• [REQUIREMENT]: Rewrite every line of the entries below as a numbered list, skipping any blank lines.

• [SUPPLIED MATERIAL]:
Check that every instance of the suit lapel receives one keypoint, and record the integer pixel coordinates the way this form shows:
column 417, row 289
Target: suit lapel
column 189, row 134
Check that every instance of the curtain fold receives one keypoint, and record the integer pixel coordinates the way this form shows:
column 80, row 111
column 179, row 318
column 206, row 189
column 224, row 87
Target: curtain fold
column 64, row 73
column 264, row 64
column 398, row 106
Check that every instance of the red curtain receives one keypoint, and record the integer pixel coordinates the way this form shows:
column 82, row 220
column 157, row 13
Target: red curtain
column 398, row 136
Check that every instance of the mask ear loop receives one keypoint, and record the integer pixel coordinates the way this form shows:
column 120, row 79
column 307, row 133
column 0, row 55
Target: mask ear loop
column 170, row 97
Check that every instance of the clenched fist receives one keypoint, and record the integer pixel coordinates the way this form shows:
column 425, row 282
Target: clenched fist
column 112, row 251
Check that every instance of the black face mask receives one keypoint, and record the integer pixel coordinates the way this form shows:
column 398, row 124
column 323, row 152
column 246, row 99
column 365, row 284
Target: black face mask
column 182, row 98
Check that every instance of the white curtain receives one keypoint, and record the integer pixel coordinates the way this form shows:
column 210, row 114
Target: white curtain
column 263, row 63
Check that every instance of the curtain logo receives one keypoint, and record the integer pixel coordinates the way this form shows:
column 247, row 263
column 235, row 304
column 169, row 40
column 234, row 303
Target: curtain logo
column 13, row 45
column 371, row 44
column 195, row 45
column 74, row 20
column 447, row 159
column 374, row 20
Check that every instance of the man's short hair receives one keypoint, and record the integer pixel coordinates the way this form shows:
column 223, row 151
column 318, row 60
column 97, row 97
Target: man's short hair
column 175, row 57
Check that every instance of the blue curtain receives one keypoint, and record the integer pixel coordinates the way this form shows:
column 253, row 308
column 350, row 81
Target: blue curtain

• [EXERCISE ANSWER]:
1. Check that every instance of the suit lapel receives one keypoint, and record the integer pixel coordinates the way this form shows:
2. column 417, row 289
3. Target: suit lapel
4. column 189, row 134
5. Check that every instance of the curtain fold receives one keypoint, and record the integer pixel coordinates the way this form shows:
6. column 80, row 111
7. column 179, row 318
8. column 206, row 189
9. column 224, row 87
10. Target: curtain fold
11. column 64, row 73
12. column 264, row 64
13. column 398, row 106
14. Check that every instance of the red curtain receives one keypoint, and record the integer pixel coordinates the way this form shows:
15. column 82, row 220
16. column 157, row 13
17. Target: red curtain
18. column 398, row 136
19. Check that every instance of the mask ear loop receives one keypoint, and record the integer pixel coordinates the way this form shows:
20. column 120, row 79
21. column 307, row 133
22. column 0, row 55
23. Target: mask ear loop
24. column 170, row 97
25. Check that every instance of the clenched fist receives one keypoint, and record the integer pixel coordinates the way this form shows:
26. column 425, row 282
27. Target: clenched fist
28. column 112, row 251
29. Check that every instance of the black face mask receives one keypoint, and record the integer pixel coordinates the way this form shows:
30. column 398, row 124
31. column 323, row 152
32. column 246, row 99
33. column 365, row 284
34. Target: black face mask
35. column 182, row 98
36. Check that every instance of the white curtain receives one keypoint, and record the integer pixel coordinates the way this form shows:
37. column 210, row 114
38. Target: white curtain
39. column 263, row 63
40. Check that every instance of the curtain logo receives one keypoint, and record the integer pixel coordinates the way this form shows:
41. column 247, row 263
42. column 235, row 304
43. column 169, row 40
44. column 234, row 303
45. Target: curtain logo
46. column 13, row 45
47. column 371, row 44
48. column 195, row 45
49. column 74, row 20
50. column 447, row 159
51. column 374, row 20
52. Check that every instance of the man's short hair receives one keypoint, and record the integer pixel coordinates the way this form shows:
53. column 223, row 151
54. column 318, row 60
55. column 97, row 97
56. Target: man's short hair
57. column 175, row 57
58. Check that every instance of the blue curtain receives one keypoint, and record the integer pixel coordinates the way this form shows:
59. column 253, row 308
60. column 350, row 81
61. Target: blue curtain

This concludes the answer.